━━━━━ Extracted records ━━━━━

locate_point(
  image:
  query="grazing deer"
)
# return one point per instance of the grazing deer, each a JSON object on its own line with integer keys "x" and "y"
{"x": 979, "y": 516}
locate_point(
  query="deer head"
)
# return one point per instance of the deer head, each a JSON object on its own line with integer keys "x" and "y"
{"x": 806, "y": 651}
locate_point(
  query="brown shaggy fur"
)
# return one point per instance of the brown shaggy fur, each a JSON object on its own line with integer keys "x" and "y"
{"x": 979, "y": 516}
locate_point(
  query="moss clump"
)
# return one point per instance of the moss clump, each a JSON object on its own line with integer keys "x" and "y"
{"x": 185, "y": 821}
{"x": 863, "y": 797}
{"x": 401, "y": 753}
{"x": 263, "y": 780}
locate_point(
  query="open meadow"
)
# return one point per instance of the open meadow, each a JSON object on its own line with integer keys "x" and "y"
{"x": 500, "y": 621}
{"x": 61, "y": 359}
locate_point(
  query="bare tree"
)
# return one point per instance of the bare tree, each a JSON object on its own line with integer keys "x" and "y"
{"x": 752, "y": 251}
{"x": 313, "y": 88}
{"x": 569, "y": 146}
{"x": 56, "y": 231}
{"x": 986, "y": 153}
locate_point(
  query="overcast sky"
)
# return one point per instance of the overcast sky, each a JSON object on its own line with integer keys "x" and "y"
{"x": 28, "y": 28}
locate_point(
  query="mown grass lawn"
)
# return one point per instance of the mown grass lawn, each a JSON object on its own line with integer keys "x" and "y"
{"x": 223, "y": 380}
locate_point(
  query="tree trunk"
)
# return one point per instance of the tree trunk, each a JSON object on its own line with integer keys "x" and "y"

━━━━━

• [Exercise details]
Copy the lines above verbatim, from the first one through the last.

• [Result for this exercise]
locate_point(
  image:
  query="grazing deer"
)
# return one point per instance of the grazing deer, each a JSON object on its own line with integer keys "x" and "y"
{"x": 979, "y": 516}
locate_point(
  query="deer head"
)
# return one point per instance of the deer head, each a JSON object on its own line with integer keys "x" and "y"
{"x": 806, "y": 651}
locate_point(
  query="brown shaggy fur"
)
# return one point per instance of the brown shaggy fur, each a JSON object on its own line with integer keys "x" and "y"
{"x": 979, "y": 516}
locate_point(
  query="moss clump"
)
# return one point per instance of the moss clump, each a JSON object on its own line with integer keys "x" and "y"
{"x": 185, "y": 821}
{"x": 863, "y": 797}
{"x": 401, "y": 753}
{"x": 263, "y": 780}
locate_point(
  query="open meadow"
)
# return one point per instance of the open meadow, each a JSON object on its own line with integer keys "x" and "y"
{"x": 500, "y": 621}
{"x": 61, "y": 359}
locate_point(
  query="bare tree"
)
# return one point per instance of the bare tree, each a JSON object on its own line with integer keys "x" and "y"
{"x": 752, "y": 251}
{"x": 313, "y": 88}
{"x": 569, "y": 146}
{"x": 56, "y": 231}
{"x": 986, "y": 153}
locate_point(
  query="overcast sky"
)
# return one point per instance of the overcast sky, each a JSON object on its own line with integer keys "x" and "y"
{"x": 28, "y": 28}
locate_point(
  query="mown grass lawn"
)
# return one point per instance of the mown grass lawn, each a JSON object on its own line with integer keys "x" and "y"
{"x": 223, "y": 380}
locate_point(
  query="tree trunk"
)
# return one point per instance of the tree trunk, each a JSON object on its own line with integer keys "x" and "y"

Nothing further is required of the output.